- [PASSAGE TO READ]
# # # # #

# Flashed FE 2.0 and now status bar clock is missing?



## XaeroR35 (Jul 21, 2011)

The clock in my status bar is missing. The space for the clock is still there, just the text does not show up. It is as if there is a black font on a black status bar. How can I fix this ?


----------



## mattbiz22 (Aug 18, 2011)

Go to settings>tsm parts>statusbar settings


----------



## mattbiz22 (Aug 18, 2011)

You probably have to unchecked hide clock and then you need to reboot.


----------



## jewofa (Jun 28, 2011)

mattbiz22 said:


> Go to settings>tsm parts>statusbar settings


This is correct. Once you select the clock color you'd like reboot.


----------



## SpiffyRob (Jun 25, 2011)

It's in the OP. Always worth reading the OP of the thing you're flashing.

-When you first boot up your clock will be a default of black and appear to be missing. Do not worry this is the way it is. Just goto Settings > TSM Parts > Notification Settings and set your clock color by either 1 selecting a different color in the wheel then clicking it in the center, or just clicking white. Any changes to the clock color requires a reboot to make the changes.


----------



## gotfondue (Sep 2, 2011)

seriously i didn't realize to save the color selection that you have to click the middle i was trying to figure that out...normally i do but lol THE MIDDLE!


----------

# # # # #

- [GIVEN DATA]
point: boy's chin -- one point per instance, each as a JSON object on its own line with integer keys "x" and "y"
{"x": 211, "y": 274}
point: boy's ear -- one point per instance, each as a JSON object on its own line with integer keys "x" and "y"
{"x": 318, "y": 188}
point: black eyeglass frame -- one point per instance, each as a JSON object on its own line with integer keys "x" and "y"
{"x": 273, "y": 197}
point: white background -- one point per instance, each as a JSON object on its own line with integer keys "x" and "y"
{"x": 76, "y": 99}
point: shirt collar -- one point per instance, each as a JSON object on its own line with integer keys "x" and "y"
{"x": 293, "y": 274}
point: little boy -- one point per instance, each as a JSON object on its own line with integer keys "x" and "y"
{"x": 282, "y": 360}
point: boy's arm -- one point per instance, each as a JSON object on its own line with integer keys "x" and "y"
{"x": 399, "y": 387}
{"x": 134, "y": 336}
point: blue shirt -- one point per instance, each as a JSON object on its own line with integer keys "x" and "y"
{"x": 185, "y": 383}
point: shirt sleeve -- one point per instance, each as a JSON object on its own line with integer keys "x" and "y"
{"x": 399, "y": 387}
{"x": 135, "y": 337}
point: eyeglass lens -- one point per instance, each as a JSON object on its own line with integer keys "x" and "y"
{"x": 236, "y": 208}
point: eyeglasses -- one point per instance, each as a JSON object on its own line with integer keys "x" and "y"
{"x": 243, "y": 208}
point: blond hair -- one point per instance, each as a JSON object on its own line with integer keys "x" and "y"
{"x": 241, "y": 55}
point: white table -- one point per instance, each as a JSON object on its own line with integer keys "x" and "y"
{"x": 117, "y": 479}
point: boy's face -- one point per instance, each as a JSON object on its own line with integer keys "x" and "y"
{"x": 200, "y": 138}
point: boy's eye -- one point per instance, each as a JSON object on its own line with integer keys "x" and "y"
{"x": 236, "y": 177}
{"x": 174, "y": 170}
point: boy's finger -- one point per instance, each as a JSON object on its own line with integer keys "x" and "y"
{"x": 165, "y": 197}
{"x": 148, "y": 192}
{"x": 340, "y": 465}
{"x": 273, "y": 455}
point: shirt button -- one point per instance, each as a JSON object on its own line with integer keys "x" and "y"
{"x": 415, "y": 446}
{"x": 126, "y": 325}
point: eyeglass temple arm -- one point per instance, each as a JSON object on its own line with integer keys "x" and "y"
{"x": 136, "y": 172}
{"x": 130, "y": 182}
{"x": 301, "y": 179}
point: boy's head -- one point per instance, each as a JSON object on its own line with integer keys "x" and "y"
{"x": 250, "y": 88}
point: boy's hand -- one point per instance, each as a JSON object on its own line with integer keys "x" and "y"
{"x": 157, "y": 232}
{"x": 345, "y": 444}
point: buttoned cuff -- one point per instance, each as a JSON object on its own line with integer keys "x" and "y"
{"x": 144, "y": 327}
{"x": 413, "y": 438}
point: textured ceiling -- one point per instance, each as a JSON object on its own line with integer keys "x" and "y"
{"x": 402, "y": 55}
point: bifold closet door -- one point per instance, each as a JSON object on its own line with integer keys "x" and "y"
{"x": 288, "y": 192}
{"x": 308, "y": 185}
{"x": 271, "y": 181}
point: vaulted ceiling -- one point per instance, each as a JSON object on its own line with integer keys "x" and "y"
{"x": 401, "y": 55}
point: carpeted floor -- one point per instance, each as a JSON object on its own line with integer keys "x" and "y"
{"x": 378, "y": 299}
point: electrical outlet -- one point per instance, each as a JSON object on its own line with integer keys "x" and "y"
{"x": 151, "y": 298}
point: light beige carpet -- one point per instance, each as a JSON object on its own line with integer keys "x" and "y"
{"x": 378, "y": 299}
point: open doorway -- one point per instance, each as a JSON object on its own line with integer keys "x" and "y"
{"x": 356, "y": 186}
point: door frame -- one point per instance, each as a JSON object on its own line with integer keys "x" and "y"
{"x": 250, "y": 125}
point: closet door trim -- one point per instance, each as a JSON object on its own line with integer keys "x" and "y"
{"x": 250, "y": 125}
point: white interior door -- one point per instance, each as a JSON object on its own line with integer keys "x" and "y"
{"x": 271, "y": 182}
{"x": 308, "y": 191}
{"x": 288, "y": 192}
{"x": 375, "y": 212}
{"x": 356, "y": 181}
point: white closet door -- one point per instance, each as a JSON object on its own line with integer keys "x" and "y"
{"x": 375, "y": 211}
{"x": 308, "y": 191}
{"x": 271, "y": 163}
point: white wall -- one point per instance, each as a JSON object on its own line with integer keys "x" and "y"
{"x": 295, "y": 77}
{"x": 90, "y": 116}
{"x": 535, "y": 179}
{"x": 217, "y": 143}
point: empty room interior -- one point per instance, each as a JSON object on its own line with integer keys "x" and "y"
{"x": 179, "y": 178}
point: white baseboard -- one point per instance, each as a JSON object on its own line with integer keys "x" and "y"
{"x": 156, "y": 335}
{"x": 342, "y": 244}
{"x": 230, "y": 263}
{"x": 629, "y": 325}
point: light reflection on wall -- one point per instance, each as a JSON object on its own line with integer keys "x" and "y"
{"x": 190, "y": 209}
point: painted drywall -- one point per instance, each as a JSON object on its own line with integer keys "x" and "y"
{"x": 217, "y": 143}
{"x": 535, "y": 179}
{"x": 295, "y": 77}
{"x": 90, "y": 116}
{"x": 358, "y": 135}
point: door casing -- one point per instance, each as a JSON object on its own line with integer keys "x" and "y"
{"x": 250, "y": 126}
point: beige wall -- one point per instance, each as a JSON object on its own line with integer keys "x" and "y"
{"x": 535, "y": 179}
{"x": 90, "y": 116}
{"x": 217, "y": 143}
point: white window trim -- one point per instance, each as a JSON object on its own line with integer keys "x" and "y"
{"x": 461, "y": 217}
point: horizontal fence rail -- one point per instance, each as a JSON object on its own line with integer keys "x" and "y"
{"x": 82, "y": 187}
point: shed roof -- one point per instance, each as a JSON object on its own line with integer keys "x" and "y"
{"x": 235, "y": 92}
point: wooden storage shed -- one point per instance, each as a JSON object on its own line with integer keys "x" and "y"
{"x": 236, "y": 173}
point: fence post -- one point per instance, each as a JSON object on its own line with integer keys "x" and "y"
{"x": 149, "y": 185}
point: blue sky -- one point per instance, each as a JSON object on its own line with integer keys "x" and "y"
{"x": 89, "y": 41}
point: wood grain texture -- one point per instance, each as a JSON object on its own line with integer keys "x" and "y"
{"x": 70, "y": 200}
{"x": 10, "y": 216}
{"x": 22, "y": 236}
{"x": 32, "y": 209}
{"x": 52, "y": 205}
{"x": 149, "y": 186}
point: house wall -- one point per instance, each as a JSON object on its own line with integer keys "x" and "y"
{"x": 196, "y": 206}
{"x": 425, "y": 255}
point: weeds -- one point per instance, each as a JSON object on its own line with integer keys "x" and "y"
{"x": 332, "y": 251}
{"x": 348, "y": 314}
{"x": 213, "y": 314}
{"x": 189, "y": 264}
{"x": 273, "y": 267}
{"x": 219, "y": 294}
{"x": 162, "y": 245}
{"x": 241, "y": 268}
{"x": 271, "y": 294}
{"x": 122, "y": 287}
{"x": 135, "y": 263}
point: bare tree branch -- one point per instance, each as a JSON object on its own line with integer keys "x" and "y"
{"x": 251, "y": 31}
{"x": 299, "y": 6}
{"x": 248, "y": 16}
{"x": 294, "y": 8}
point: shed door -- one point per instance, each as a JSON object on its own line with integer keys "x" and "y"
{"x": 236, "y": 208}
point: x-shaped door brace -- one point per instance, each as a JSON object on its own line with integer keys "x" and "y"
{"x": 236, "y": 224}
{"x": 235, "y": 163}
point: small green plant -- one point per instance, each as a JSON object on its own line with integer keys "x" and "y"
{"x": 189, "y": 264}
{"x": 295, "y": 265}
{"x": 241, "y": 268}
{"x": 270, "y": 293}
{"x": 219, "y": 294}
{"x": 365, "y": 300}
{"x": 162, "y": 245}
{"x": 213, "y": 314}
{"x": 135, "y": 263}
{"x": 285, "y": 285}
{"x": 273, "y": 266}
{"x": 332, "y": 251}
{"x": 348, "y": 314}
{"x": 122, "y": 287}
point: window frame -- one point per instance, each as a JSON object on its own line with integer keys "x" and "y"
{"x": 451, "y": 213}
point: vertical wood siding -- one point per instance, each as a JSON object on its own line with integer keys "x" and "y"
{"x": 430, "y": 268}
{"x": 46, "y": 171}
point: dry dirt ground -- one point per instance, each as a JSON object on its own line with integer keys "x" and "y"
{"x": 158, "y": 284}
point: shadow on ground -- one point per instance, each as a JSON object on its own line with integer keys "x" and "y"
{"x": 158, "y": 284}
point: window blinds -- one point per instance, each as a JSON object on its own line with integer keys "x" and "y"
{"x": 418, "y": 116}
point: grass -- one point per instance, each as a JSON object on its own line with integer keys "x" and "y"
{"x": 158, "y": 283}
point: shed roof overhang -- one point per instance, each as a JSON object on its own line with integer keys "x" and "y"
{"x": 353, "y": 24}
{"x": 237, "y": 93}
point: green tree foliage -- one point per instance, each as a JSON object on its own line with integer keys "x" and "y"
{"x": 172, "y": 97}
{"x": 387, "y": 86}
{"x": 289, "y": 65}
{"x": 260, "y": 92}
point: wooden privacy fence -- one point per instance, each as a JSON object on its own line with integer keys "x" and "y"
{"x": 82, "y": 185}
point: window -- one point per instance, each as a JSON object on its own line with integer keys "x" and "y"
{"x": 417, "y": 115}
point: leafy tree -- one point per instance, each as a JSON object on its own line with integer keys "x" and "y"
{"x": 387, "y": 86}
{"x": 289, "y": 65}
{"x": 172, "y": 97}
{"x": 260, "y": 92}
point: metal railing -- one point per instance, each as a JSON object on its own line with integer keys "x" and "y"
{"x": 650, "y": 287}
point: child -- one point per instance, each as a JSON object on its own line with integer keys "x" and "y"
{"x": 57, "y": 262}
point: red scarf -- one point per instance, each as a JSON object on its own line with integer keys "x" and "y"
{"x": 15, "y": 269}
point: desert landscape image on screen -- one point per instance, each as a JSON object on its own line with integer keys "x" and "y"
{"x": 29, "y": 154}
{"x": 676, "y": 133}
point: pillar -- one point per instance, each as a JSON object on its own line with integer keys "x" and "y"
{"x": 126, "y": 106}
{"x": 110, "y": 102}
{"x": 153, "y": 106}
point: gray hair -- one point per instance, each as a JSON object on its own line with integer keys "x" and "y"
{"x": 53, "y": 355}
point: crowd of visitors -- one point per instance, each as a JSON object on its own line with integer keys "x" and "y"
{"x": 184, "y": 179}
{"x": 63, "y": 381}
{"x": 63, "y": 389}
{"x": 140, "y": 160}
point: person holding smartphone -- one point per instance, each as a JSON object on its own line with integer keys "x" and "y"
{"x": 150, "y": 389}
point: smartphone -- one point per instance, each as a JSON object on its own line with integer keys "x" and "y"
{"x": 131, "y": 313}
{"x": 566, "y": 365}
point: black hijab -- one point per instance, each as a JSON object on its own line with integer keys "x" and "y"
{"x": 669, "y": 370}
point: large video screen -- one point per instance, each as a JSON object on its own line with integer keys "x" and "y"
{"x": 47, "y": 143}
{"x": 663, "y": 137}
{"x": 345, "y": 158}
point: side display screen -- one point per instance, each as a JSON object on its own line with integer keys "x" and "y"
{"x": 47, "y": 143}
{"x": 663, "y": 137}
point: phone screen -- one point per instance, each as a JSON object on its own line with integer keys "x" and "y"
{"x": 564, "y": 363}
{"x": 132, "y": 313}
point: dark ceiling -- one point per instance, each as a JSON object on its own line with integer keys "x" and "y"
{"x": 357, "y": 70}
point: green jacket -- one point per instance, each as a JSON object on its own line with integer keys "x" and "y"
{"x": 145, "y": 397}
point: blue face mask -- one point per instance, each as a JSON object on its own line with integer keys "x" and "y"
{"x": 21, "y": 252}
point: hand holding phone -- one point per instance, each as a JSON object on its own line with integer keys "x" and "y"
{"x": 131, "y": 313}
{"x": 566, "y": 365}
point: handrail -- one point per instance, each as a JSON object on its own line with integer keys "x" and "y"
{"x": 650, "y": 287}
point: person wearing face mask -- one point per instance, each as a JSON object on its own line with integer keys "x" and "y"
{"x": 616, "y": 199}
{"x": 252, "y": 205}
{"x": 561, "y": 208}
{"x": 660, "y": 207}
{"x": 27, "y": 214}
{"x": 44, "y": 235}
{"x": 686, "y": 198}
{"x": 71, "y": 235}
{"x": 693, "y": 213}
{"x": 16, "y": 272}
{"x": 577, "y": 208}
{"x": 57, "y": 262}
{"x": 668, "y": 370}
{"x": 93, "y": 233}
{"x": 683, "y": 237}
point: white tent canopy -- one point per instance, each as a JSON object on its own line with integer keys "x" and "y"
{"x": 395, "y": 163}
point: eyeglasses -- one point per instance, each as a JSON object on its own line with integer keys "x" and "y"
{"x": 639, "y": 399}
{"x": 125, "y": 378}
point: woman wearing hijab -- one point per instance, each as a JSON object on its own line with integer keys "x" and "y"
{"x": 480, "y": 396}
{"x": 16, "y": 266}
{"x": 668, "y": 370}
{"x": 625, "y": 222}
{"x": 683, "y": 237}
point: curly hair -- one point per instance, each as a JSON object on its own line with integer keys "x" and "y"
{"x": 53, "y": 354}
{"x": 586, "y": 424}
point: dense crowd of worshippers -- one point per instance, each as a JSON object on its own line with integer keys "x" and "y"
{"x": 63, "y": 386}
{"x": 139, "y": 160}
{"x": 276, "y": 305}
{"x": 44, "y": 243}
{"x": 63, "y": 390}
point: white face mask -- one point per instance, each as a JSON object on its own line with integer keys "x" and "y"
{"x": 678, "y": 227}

# # # # #

- [EXERCISE INSTRUCTIONS] Copy the part of the clock thread from "-When you first" up to and including "make the changes.", substituting "light gray" for "white". The data plays no part in what comes next.

- [SOLUTION FOR THIS TASK]
-When you first boot up your clock will be a default of black and appear to be missing. Do not worry this is the way it is. Just goto Settings > TSM Parts > Notification Settings and set your clock color by either 1 selecting a different color in the wheel then clicking it in the center, or just clicking light gray. Any changes to the clock color requires a reboot to make the changes.